- [SET PROBLEM]: Quote the records in full and leave their pictures out.

- [MATERIAL PROVIDED]:
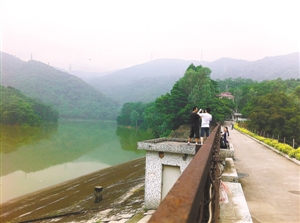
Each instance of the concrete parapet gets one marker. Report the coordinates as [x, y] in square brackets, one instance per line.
[236, 210]
[224, 153]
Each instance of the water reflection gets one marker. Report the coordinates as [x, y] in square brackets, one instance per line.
[129, 137]
[35, 158]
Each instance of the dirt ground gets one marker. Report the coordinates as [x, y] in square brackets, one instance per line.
[74, 200]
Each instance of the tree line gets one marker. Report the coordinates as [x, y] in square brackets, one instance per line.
[171, 110]
[18, 109]
[272, 106]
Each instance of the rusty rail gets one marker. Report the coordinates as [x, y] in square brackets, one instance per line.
[195, 195]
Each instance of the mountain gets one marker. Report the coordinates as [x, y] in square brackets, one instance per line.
[69, 95]
[268, 68]
[146, 82]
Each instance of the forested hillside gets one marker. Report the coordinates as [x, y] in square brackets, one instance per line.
[17, 109]
[146, 82]
[173, 109]
[72, 97]
[272, 106]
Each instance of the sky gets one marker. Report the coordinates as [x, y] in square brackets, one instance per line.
[105, 35]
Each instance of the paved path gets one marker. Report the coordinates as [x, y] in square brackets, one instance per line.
[272, 187]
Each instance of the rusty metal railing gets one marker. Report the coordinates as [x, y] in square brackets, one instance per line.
[195, 195]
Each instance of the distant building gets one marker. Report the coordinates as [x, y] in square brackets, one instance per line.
[226, 95]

- [OUTPUT OF THE EXERCISE]:
Each instance of the concrete parapet gets one marker. Report the coordinates as [x, y] in square brackets, one instance per line.
[236, 210]
[224, 153]
Each instance of the water reflection gets one marker. Report the coordinates as [x, y] in square brackets, one instance per line.
[129, 137]
[35, 158]
Each instance of the dirt ground gets one marker. Report the coordinates as [x, y] in square brackets, one instance per line.
[74, 200]
Each instance of the tree line gets one marker. Report the coordinates as [x, y] in square brackets, one instance per line.
[171, 110]
[18, 109]
[272, 106]
Each instance of the rusty rail gets one marker. Report the coordinates as [x, y] in square brackets, one instance per line.
[195, 195]
Each instance of the mountain gets one marker. Report the coordinates as [x, y] in square brackets, one instance per line.
[69, 95]
[268, 68]
[146, 82]
Each instance of the forested hillside gets one marker. Report the coordinates as [x, y] in square brackets, one instance per line.
[17, 109]
[146, 82]
[173, 109]
[72, 97]
[272, 106]
Each instance of the sky gets one marker. Report the coordinates as [x, y] in square brackets, one instance per line.
[105, 35]
Each instance of the paved path gets one marker. Report the coordinates as [x, y] in square brackets, one instance per line.
[272, 187]
Each instance of the rusty metal railing gets one marker. Report the coordinates as [x, y] in square brackets, one instance per line.
[195, 195]
Each instance of the distant building gets one marker. Report the coordinates as [x, y] in square brackets, one instance per line.
[226, 95]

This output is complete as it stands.